# Records for the task
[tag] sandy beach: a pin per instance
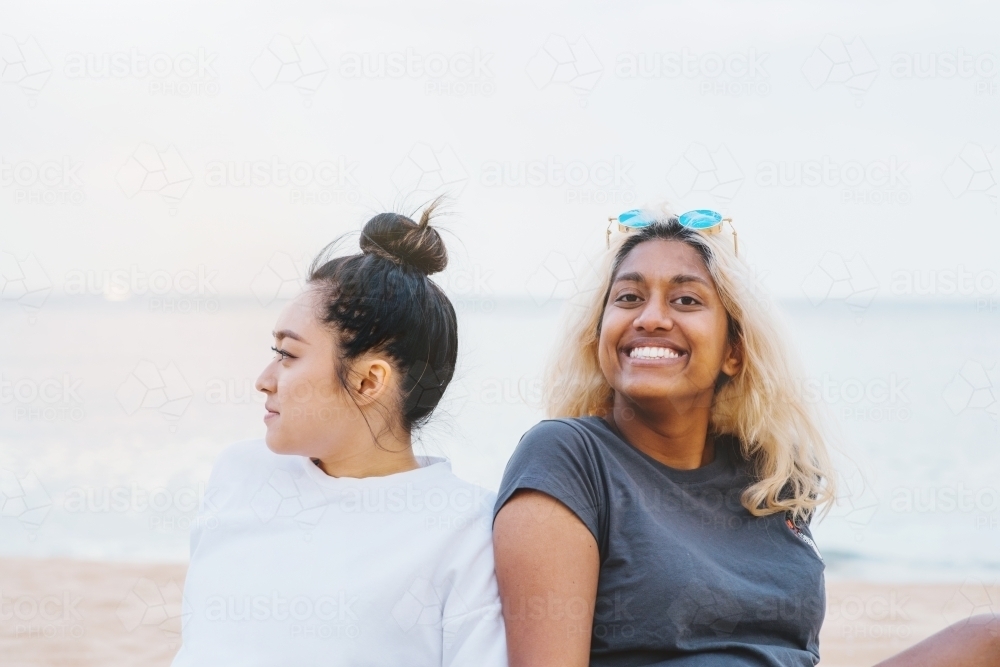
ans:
(68, 613)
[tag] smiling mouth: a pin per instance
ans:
(651, 352)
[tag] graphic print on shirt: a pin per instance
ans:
(802, 536)
(708, 607)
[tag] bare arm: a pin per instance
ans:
(974, 642)
(547, 565)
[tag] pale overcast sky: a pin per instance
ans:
(173, 136)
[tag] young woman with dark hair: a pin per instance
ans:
(329, 542)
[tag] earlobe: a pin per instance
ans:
(734, 360)
(373, 379)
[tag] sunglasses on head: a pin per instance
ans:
(702, 220)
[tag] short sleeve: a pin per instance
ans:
(558, 458)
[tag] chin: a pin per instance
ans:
(277, 444)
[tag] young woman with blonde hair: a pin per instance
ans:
(661, 516)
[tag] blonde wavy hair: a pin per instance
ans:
(781, 434)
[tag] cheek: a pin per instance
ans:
(307, 384)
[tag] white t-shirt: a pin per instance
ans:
(291, 567)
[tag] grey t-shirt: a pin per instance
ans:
(688, 576)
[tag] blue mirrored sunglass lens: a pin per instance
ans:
(634, 219)
(700, 219)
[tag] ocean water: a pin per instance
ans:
(111, 414)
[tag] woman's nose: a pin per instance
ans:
(653, 316)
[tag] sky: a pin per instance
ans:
(853, 144)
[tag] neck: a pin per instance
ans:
(676, 439)
(387, 457)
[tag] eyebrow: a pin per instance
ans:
(680, 279)
(287, 333)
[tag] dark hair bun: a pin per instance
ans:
(395, 237)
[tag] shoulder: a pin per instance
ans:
(245, 456)
(248, 463)
(570, 433)
(459, 496)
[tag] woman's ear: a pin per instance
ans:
(733, 362)
(371, 377)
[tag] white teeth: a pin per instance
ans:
(653, 353)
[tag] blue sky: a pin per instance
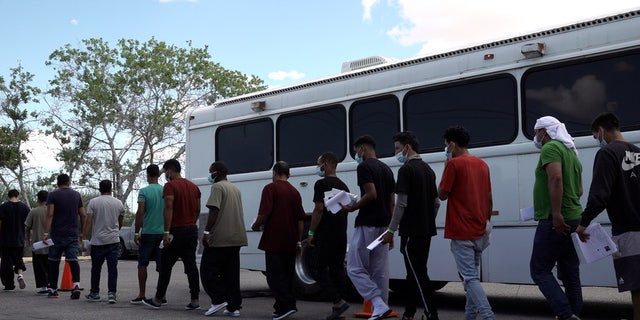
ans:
(280, 41)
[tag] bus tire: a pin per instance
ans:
(305, 286)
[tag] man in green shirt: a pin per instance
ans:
(149, 227)
(556, 203)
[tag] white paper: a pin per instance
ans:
(335, 203)
(375, 243)
(42, 244)
(526, 214)
(597, 247)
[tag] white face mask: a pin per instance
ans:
(400, 156)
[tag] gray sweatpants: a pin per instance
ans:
(369, 269)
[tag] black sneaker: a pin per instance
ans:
(53, 294)
(21, 282)
(150, 303)
(137, 300)
(192, 306)
(75, 293)
(111, 297)
(280, 316)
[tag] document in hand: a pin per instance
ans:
(42, 244)
(375, 243)
(597, 247)
(333, 203)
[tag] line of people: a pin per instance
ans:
(167, 217)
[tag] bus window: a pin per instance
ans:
(577, 92)
(487, 108)
(377, 117)
(303, 136)
(246, 147)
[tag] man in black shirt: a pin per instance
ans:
(328, 234)
(415, 212)
(615, 186)
(13, 214)
(369, 269)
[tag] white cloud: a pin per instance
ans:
(281, 75)
(443, 25)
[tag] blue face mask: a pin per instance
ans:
(319, 171)
(211, 178)
(401, 157)
(357, 157)
(537, 143)
(601, 141)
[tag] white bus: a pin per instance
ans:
(496, 90)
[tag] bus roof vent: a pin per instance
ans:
(364, 63)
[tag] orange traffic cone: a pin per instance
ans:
(367, 311)
(67, 282)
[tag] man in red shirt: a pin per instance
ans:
(282, 216)
(181, 211)
(466, 184)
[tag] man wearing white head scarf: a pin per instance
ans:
(556, 203)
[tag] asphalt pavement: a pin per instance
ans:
(508, 301)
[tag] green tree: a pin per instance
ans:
(15, 130)
(116, 109)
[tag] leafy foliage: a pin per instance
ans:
(116, 109)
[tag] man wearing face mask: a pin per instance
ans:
(369, 269)
(222, 238)
(149, 228)
(328, 234)
(466, 184)
(615, 187)
(282, 216)
(556, 204)
(415, 212)
(180, 239)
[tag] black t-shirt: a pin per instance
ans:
(13, 216)
(378, 212)
(332, 226)
(417, 180)
(616, 187)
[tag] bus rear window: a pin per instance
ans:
(303, 136)
(379, 118)
(246, 147)
(486, 107)
(575, 93)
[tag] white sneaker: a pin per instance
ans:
(231, 313)
(215, 308)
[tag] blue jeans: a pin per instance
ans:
(98, 255)
(549, 250)
(70, 246)
(468, 254)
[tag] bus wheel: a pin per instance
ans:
(305, 286)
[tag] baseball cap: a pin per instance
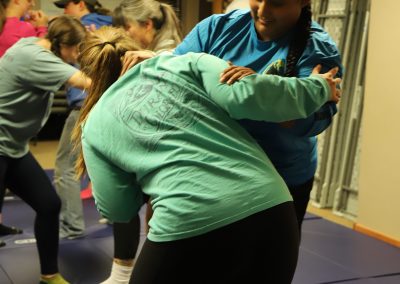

# Work instructions
Restate the data above verbatim, skipping every image.

# Task response
[tag] sandy beach: a pin per instance
ans:
(68, 613)
[tag] smiling mouth: a pin per instance
ans:
(651, 352)
[tag] graphic print on shirt: a pin per instance
ans:
(802, 536)
(708, 607)
[tag] bare arm: a pin per instance
ans:
(974, 642)
(547, 565)
[tag] pale overcast sky: a pin per instance
ans:
(173, 136)
[tag] young woman with dark hair: a pin per instance
ans:
(329, 542)
[tag] earlobe: a pin per instance
ans:
(734, 360)
(373, 379)
[tag] sunglasses on head: a pin per instance
ans:
(702, 220)
[tag] short sleeve: a pin per instance
ans:
(558, 458)
[tag] chin: a pin per instance
ans:
(277, 444)
[tag] young woman with blonde hair: a pin per instance
ans:
(661, 516)
[tag] blonde wavy hair: a pin per instance
ans:
(781, 434)
[tag] cheek: a pin per instance
ans:
(307, 384)
[tag] white t-shirt: a pin per instance
ans:
(291, 567)
[tag] grey t-shirt: a pin per instance
ans:
(688, 576)
[tag] blue mirrored sunglass lens: a pin per instance
ans:
(634, 219)
(700, 219)
[tag] ocean water: a pin per instance
ans:
(111, 414)
[tag] woman's nose: a pin per instance
ans:
(653, 316)
[tag] sky: a pin per instance
ans:
(853, 144)
[tag] neck: a pin per instance
ans:
(676, 439)
(387, 457)
[tag] eyebrow: a pin per instance
ans:
(680, 279)
(287, 333)
[tag] dark hair bun: a pin per instance
ans:
(395, 237)
[tag] shoulder: a pin per instance
ans:
(245, 456)
(248, 463)
(570, 433)
(459, 496)
[tag] woman's ear: a pin per instance
ans:
(733, 362)
(371, 377)
[tag] white teeth: a pin per instance
ans:
(653, 353)
[tag] blue sky: a pin per instance
ans:
(280, 41)
[tag] bus tire: a pin per instance
ans:
(305, 286)
[tag] man in green shirt: a pin per instance
ans:
(149, 227)
(556, 203)
[tag] white paper: a pin per instance
ans:
(335, 203)
(375, 243)
(42, 244)
(526, 214)
(597, 247)
[tag] white face mask: a pin per instance
ans:
(400, 156)
[tag] gray sweatpants: a pin per instance
ans:
(369, 269)
[tag] black sneaker: a pin per instance
ans:
(53, 294)
(21, 282)
(150, 303)
(137, 300)
(192, 306)
(75, 293)
(111, 297)
(280, 316)
[tag] document in hand: a pin per instance
ans:
(42, 244)
(375, 243)
(597, 247)
(333, 203)
[tag] line of people: a pin per instance
ans:
(167, 217)
[tag] bus window: a pin per instance
ans:
(577, 92)
(487, 108)
(377, 117)
(303, 136)
(246, 147)
[tag] man in black shirt: a pin per instance
ans:
(328, 234)
(415, 212)
(615, 186)
(13, 214)
(369, 269)
[tag] white cloud: a pin per instance
ans:
(281, 75)
(443, 25)
[tag] blue face mask: a pin per instance
ans:
(319, 171)
(211, 178)
(401, 157)
(357, 157)
(537, 143)
(601, 141)
[tag] white bus: a pin per instance
ans:
(496, 90)
[tag] bus roof vent: a pin per instance
ans:
(364, 63)
[tag] orange traffic cone: a pin per instance
ans:
(367, 311)
(67, 282)
[tag] man in red shirt: a pin per instance
ans:
(282, 216)
(181, 211)
(466, 184)
[tag] man wearing white head scarf: a pin per instance
ans:
(556, 203)
[tag] asphalt pavement: a pin per instance
ans:
(508, 301)
[tag] green tree: a pin per instance
ans:
(15, 130)
(116, 109)
[tag] leafy foliage: a pin per instance
ans:
(116, 109)
[tag] man wearing face mask: a pin per instance
ans:
(369, 269)
(222, 238)
(149, 228)
(328, 234)
(466, 184)
(615, 187)
(282, 216)
(556, 204)
(415, 212)
(180, 239)
[tag] black t-shirt: a pin per instance
ans:
(13, 216)
(378, 212)
(332, 226)
(417, 180)
(616, 187)
[tag] bus rear window: a pin per instance
ans:
(303, 136)
(379, 118)
(246, 147)
(486, 107)
(575, 93)
[tag] white sneaker: a pin per instance
ans:
(231, 313)
(215, 308)
[tag] blue jeans: a pin per instance
ans:
(98, 255)
(549, 250)
(70, 246)
(468, 254)
[tag] bus wheel: a pin per instance
ans:
(305, 286)
[tag] baseball cap: a pin per instance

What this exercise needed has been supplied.